Tasks to complete.
1. In the passage on the postwar U.S. economy, how long did the shift from war production to a civilian economy take for the "Eastern Block" countries?
2. Continue the passage on the postwar U.S. economy and Anglo-Saxon superiority, starting after its final sentence.

Within a few years following the war, the U.S. had switched from martial (war
and war equipment) production, to a booming civilian economy of cars,
refrigerators, homes, radios and eventually televisions. This same process took
well over a decade for the Allies and over 46 years for the “Eastern Block”
countries. With Europe, Asia, the Near East, Middle East, Far East, and Africa
shattered or in turmoil, the U.S.
stepped in to rebuild the globe. It did so in a typically Anglo-Saxon
expression that continued as an extension of English policy.[3]
The idea that there is some kind of Anglo-Saxon racial
superiority is a myth. It is, however, a myth which dies a hard death as heard
in the last lines of Tony Blair’s resignation speech on May 10, 2007. Mr. Blair
stated, “The British are special. The world knows it. In our innermost
thoughts, we know it. This is the greatest nation on earth.” While there is
nothing wrong with patriotism, this is the same kind of rhetoric for which the U.S.
has been criticized during the current Bush administration.

Source material.
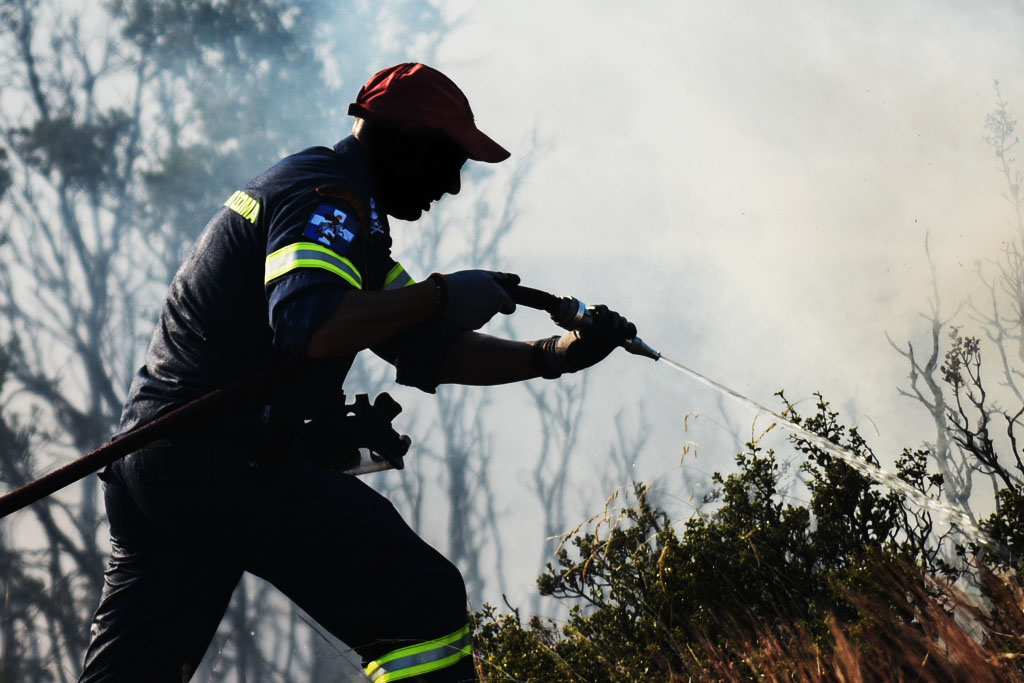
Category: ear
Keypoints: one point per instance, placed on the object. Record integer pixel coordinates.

Task-by-task results.
1. Over 46 years.

2.
There is no discussion on U.S. domination which does not include
race relations. Race relations in the U.S. have never been amicable. The
discussion on the Anglo-Saxon domination is in no way to be misconstrued as an
endorsement of European racial superiority. The recent Anglo-Saxon cultural,
economic and political domination of the globe is simply historic fact. Over
the past 6000 years of human history, there have been many different ruling
cultures and expressions.
At the dawn of Western history, the known world was ruled by
the Egyptians. They ruled the west far longer than the Anglo-Saxon line has
ruled in recent history. Racism, according to a BBC report broadcast in the
early days of the current decade, goes back to the enlightened Greeks who gave
us the ideals of self-determination and the republic form of government. Others
argue that it first appeared in Spain
between 722, and 1492. In some ways it is a relatively new idea. In other ways
it is simply a form of tribal based discrimination. It can be said that India ’s
cast system has its roots in such tribalism. Even there, however, some argue
that racism has its roots in socioeconomic distinctions. According to
Wikipedia’s article on caste, the word is derived from the Roman casta meaning which can mean lineage or
race. While the racist root of the Indian system of institutional
discrimination is well known, it is ignored for the sake of economic
opportunity and corporations ignore this.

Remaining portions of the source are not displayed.